Copy out the passage below on the financial transaction tax's effects on savings and pension funds word for word, from start to finish.

**TEXT PASSAGE**:
--- --- ---
However, the study concludes that if intermediaries were exempt from the tax, the loss in the value of savings would be reduced to 3-4% of the value of the portfolio for Germany, Italy and Spain.
Mark Boleat, Deputy Chairman of the IRSG, observed: “This report highlights the negative impact that the FTT could have on economic prospects across Europe by hitting household savings. It is not a ‘tax on markets’ but rather a tax borne by end users such as pension funds. The tax could also increase the cost of capital for businesses and sovereign governments.”
These conclusions support numerous other studies conducted into the likely effects of the FTT. For example, the Global Financial Markets Association (GFMA) warned last year that although FX spot transactions are excluded from the proposal, imposing an FTT on other FX products risks discouraging companies and investors from carrying out international trades. Pension fund managers are expected to be particularly badly hit. Pension funds could see their expenses rise by around 700-1,500 percent, a figure that could even go up to 4,700 in some cases. The GFMA also argues that the impact of an FTT on pension funds using FX would be compounded by the "double sided nature" of the proposed FTT. It has calculated that a pension fund accustomed to annual transactions costs, via a single dealer, of EUR1.2m, could see them rocket to more than EUR57.6m.
A report produced by economic consultants Oxera on behalf of the Association for Financial Markets in Europe drew similar conclusions. Dismissing the EC’s assertion that the FTT as proposed would “have a rather limited impact on… pension funds and their beneficiaries”, the report argues that ultimately the FTT would “further undermine the confidence of savers in making long-term provisions for retirement, which would conflict with other Commission objectives to boost pension provision.”
--- --- ---
**RECORD EXTRACTS**:
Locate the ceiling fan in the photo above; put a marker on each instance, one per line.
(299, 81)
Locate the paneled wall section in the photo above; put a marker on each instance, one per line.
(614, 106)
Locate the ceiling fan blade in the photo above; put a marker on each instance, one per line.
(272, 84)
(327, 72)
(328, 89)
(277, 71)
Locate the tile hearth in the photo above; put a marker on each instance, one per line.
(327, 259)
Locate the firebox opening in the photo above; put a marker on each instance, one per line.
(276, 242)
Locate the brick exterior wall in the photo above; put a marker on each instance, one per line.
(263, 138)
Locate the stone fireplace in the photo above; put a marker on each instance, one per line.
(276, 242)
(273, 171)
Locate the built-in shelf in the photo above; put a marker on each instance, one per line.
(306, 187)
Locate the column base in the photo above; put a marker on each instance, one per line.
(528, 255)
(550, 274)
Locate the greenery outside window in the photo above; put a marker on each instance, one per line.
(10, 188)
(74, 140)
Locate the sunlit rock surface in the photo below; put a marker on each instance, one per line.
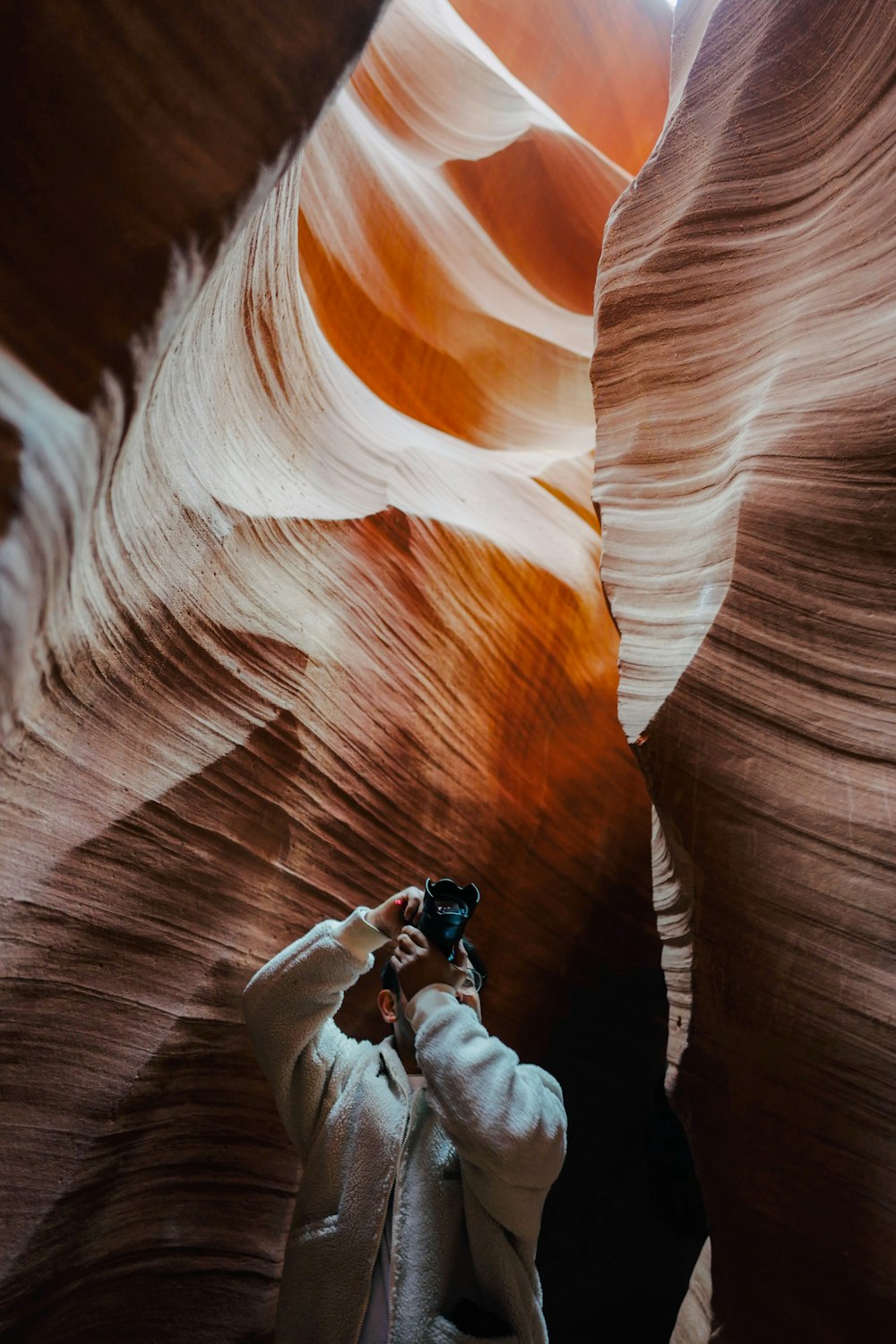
(311, 610)
(745, 394)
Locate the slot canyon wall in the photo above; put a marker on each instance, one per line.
(745, 394)
(304, 607)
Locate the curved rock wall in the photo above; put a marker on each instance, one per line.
(745, 392)
(309, 610)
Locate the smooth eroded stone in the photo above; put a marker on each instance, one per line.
(311, 610)
(745, 406)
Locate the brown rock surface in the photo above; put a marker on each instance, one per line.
(312, 610)
(745, 394)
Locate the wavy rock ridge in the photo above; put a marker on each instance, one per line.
(745, 406)
(312, 609)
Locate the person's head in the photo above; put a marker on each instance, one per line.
(392, 1003)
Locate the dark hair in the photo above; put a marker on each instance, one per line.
(390, 978)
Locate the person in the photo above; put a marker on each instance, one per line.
(426, 1159)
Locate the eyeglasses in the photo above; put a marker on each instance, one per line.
(471, 981)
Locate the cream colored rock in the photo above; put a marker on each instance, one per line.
(311, 610)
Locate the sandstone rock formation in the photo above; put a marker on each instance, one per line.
(745, 476)
(308, 609)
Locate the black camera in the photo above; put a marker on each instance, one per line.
(445, 914)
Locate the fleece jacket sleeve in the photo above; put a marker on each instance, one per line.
(289, 1007)
(505, 1118)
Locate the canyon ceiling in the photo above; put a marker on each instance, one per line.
(303, 597)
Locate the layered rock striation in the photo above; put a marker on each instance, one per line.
(745, 394)
(308, 609)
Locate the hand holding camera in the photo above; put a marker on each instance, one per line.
(427, 926)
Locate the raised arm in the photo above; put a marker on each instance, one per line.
(505, 1118)
(290, 1004)
(289, 1007)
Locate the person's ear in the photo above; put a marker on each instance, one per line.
(387, 1005)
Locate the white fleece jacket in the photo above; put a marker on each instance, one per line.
(471, 1156)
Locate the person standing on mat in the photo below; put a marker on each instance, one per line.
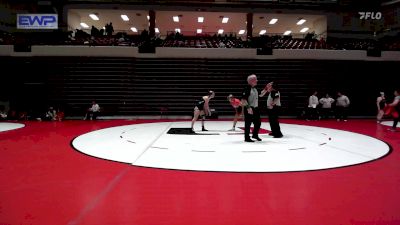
(380, 104)
(237, 105)
(202, 109)
(273, 106)
(251, 111)
(396, 107)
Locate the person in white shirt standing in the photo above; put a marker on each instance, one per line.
(342, 106)
(93, 111)
(312, 106)
(326, 107)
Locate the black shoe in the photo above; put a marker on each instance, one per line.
(257, 138)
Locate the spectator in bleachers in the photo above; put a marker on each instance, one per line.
(342, 106)
(202, 109)
(92, 112)
(326, 106)
(380, 104)
(237, 105)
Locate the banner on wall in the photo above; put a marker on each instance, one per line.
(37, 21)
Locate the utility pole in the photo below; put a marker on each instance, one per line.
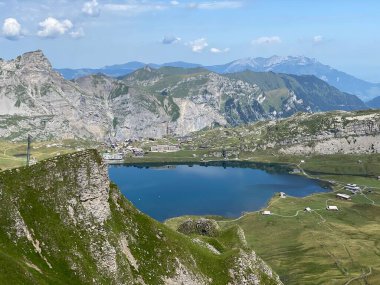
(28, 150)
--- --- ---
**THE RESPONSE**:
However, the study concludes that if intermediaries were exempt from the tax, the loss in the value of savings would be reduced to 3-4% of the value of the portfolio for Germany, Italy and Spain.
Mark Boleat, Deputy Chairman of the IRSG, observed: “This report highlights the negative impact that the FTT could have on economic prospects across Europe by hitting household savings. It is not a ‘tax on markets’ but rather a tax borne by end users such as pension funds. The tax could also increase the cost of capital for businesses and sovereign governments.”
These conclusions support numerous other studies conducted into the likely effects of the FTT. For example, the Global Financial Markets Association (GFMA) warned last year that although FX spot transactions are excluded from the proposal, imposing an FTT on other FX products risks discouraging companies and investors from carrying out international trades. Pension fund managers are expected to be particularly badly hit. Pension funds could see their expenses rise by around 700-1,500 percent, a figure that could even go up to 4,700 in some cases. The GFMA also argues that the impact of an FTT on pension funds using FX would be compounded by the "double sided nature" of the proposed FTT. It has calculated that a pension fund accustomed to annual transactions costs, via a single dealer, of EUR1.2m, could see them rocket to more than EUR57.6m.
A report produced by economic consultants Oxera on behalf of the Association for Financial Markets in Europe drew similar conclusions. Dismissing the EC’s assertion that the FTT as proposed would “have a rather limited impact on… pension funds and their beneficiaries”, the report argues that ultimately the FTT would “further undermine the confidence of savers in making long-term provisions for retirement, which would conflict with other Commission objectives to boost pension provision.”